> [TESTO DELLA PAGINA]
Mentre siamo ormai nell’imminenza (nel prossimo febbraio) dell’elezione del nuovo rettore dell’Università di Trento, dopo l’approvazione del nuovo Statuto in seguito alla nuova norma di attuazione, nei mesi scorsi si è celebrato il cinquantesimo anniversario della fondazione della stessa Università, nel 1962, a partire dalla Facoltà di Sociologia (in origine, Istituto superiore di Scienze sociali).

Per molti anni la storia della Facoltà di Sociologia di Trento - la prima in assoluto istituita in Italia - non è mai stata affrontata in modo organico. Soprattutto per una sorta di “tabù” che ha riguardato per decenni l’equazione - del tutto infondata ma dura a morire - tra Sociologia e la nascita delle “Brigate rosse” (che in realtà sono nate all’inizio degli anni ’70 a Milano, anche ad opera di Renato Curcio, il quale fino al 1969 era stato studente a Trento: di qui l’equivoco, diventato una sorta di “leggenda metropolitana”).

> [DATI FORNITI]

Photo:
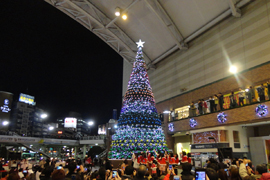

> [OBIETTIVI]
A: Trascrivi dal testo sull'Università di Trento tutto ciò che va da "Mentre siamo ormai" fino a "di Scienze sociali).".
B: Prosegui il testo sull'Università di Trento partendo dopo la sua ultima frase.

> [SOLUZIONI DELL'ESERCIZIO]
A:
Mentre siamo ormai nell’imminenza (nel prossimo febbraio) dell’elezione del nuovo rettore dell’Università di Trento, dopo l’approvazione del nuovo Statuto in seguito alla nuova norma di attuazione, nei mesi scorsi si è celebrato il cinquantesimo anniversario della fondazione della stessa Università, nel 1962, a partire dalla Facoltà di Sociologia (in origine, Istituto superiore di Scienze sociali).

B:
Sugli anni ’60 e ’70 a Trento e in Trentino, in relazione al movimento del ’68, a ciò che l’ha preceduto e seguito per quanto riguarda il movimento studentesco e il movimento operaio, esiste già da qualche anno un imponente lavoro di documentazione fotografica, accompagnato da alcuni saggi e interviste e da una puntuale cronologia (anche degli avvenimenti culturali, oltre che sociali e politici): “Intorno al Sessantotto. I movimenti collettivi prima e dopo il ’68. Trento tra storia e cronaca”, a cura di Sergio Bernardi e Giancarlo Salmini, con una presentazione dello storico Giorgio Galli (UCT, Trento, 2007).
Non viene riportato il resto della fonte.